### Excerpted data ###

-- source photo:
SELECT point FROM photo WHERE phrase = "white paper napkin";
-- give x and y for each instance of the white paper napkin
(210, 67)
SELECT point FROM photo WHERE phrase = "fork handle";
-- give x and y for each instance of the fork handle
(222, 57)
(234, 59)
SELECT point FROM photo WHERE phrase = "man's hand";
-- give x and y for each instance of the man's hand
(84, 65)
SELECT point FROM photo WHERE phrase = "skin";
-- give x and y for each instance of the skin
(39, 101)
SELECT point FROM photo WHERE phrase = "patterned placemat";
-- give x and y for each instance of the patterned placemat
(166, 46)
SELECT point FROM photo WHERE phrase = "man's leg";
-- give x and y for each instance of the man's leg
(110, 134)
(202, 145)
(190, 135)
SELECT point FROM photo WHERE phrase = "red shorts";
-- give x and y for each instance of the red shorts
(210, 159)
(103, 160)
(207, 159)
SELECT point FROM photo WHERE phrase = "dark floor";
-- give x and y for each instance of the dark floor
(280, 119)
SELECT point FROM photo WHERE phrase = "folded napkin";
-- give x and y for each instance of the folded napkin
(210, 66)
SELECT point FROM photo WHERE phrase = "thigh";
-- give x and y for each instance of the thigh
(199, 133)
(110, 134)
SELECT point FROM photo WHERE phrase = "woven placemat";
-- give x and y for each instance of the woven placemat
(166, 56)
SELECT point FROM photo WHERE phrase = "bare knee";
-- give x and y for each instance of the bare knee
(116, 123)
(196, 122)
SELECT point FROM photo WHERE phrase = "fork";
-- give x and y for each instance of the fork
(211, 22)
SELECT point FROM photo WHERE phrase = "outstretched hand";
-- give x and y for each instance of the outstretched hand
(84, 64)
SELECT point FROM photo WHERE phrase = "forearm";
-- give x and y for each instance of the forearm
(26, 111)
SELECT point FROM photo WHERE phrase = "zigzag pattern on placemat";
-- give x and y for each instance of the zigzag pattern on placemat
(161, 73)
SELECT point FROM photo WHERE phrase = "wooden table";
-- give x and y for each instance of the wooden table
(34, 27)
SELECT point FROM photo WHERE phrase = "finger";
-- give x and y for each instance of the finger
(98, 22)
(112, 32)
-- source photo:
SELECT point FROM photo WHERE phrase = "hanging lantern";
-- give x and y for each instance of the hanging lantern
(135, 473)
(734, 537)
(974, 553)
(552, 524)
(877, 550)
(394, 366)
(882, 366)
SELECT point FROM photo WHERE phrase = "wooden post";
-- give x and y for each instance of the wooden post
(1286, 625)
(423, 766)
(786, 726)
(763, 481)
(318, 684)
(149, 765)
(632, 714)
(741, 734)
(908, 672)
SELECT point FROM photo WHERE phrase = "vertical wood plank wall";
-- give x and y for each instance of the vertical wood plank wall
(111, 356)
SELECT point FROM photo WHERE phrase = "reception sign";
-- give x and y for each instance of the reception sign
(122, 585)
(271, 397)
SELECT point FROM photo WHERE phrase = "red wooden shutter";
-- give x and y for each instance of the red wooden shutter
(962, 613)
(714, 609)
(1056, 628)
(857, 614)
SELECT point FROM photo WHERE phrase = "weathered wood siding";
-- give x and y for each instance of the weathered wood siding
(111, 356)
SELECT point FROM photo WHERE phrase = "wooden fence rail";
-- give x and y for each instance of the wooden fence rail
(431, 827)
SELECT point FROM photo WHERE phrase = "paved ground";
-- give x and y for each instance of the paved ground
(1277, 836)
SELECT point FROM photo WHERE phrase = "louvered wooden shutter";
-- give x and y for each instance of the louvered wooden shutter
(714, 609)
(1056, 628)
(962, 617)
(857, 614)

###

Try it:
Set down the full listing once more, exactly as written.

Reply:
-- source photo:
SELECT point FROM photo WHERE phrase = "white paper napkin";
-- give x and y for each instance of the white paper napkin
(210, 67)
SELECT point FROM photo WHERE phrase = "fork handle";
-- give x and y for each instance of the fork handle
(222, 57)
(234, 59)
SELECT point FROM photo WHERE phrase = "man's hand";
-- give x and y for each instance of the man's hand
(84, 65)
SELECT point FROM photo WHERE phrase = "skin";
-- give x and y for each instance of the skin
(39, 101)
SELECT point FROM photo WHERE phrase = "patterned placemat";
-- give x and y for each instance of the patterned placemat
(166, 46)
SELECT point FROM photo WHERE phrase = "man's leg";
-- give x and y for each instance of the man's leg
(110, 134)
(202, 145)
(190, 135)
SELECT point FROM photo WHERE phrase = "red shorts";
-- give x and y for each instance of the red shorts
(210, 159)
(103, 160)
(207, 159)
SELECT point FROM photo WHERE phrase = "dark floor";
-- give x and y for each instance of the dark floor
(280, 119)
SELECT point FROM photo WHERE phrase = "folded napkin";
-- give x and y for each instance of the folded napkin
(210, 66)
SELECT point FROM photo WHERE phrase = "thigh";
-- give x and y for each instance of the thigh
(199, 133)
(110, 134)
SELECT point FROM photo WHERE phrase = "woven placemat";
-- give x and y for each instance of the woven placemat
(166, 56)
SELECT point FROM photo WHERE phrase = "bare knee";
-- give x and y for each instance of the bare knee
(116, 123)
(196, 122)
SELECT point FROM photo WHERE phrase = "fork";
-- give x and y for each instance of the fork
(211, 22)
SELECT point FROM photo WHERE phrase = "outstretched hand";
-- give x and y for each instance of the outstretched hand
(84, 64)
SELECT point FROM photo WHERE phrase = "forearm";
-- give x and y for each instance of the forearm
(26, 111)
SELECT point FROM photo WHERE phrase = "zigzag pattern on placemat";
-- give x and y for each instance of the zigzag pattern on placemat
(161, 73)
SELECT point FROM photo WHERE phrase = "wooden table";
-- give x and y for each instance of the wooden table
(34, 27)
SELECT point FROM photo WHERE phrase = "finger";
-- give x and y for each instance of the finger
(98, 22)
(112, 32)
-- source photo:
SELECT point FROM photo WHERE phrase = "hanging lantern";
-- give x and y for each instance of the hanging lantern
(135, 473)
(734, 537)
(974, 553)
(552, 524)
(877, 550)
(394, 366)
(882, 366)
SELECT point FROM photo WHERE phrase = "wooden post";
-- give x and y for each instance of the wooden post
(1286, 625)
(423, 766)
(786, 726)
(763, 481)
(318, 684)
(149, 765)
(632, 714)
(741, 734)
(908, 672)
SELECT point FROM photo WHERE phrase = "vertical wood plank wall";
-- give x and y for each instance of the vertical wood plank wall
(111, 356)
SELECT point FROM photo WHERE phrase = "reception sign";
-- give x and y for each instance of the reception sign
(122, 585)
(271, 397)
SELECT point FROM photo WHERE phrase = "red wooden shutter";
-- give x and y for each instance of the red wooden shutter
(962, 613)
(714, 609)
(1056, 628)
(857, 614)
SELECT point FROM photo WHERE phrase = "weathered wood siding";
-- give x and y for each instance of the weathered wood siding
(111, 356)
SELECT point FROM photo WHERE phrase = "wooden fence rail";
-- give x and y for each instance of the wooden fence rail
(431, 827)
SELECT point FROM photo WHERE phrase = "paved ground";
-- give x and y for each instance of the paved ground
(1277, 836)
SELECT point FROM photo WHERE phrase = "louvered wooden shutter";
-- give x and y for each instance of the louvered wooden shutter
(714, 609)
(1056, 628)
(962, 617)
(857, 614)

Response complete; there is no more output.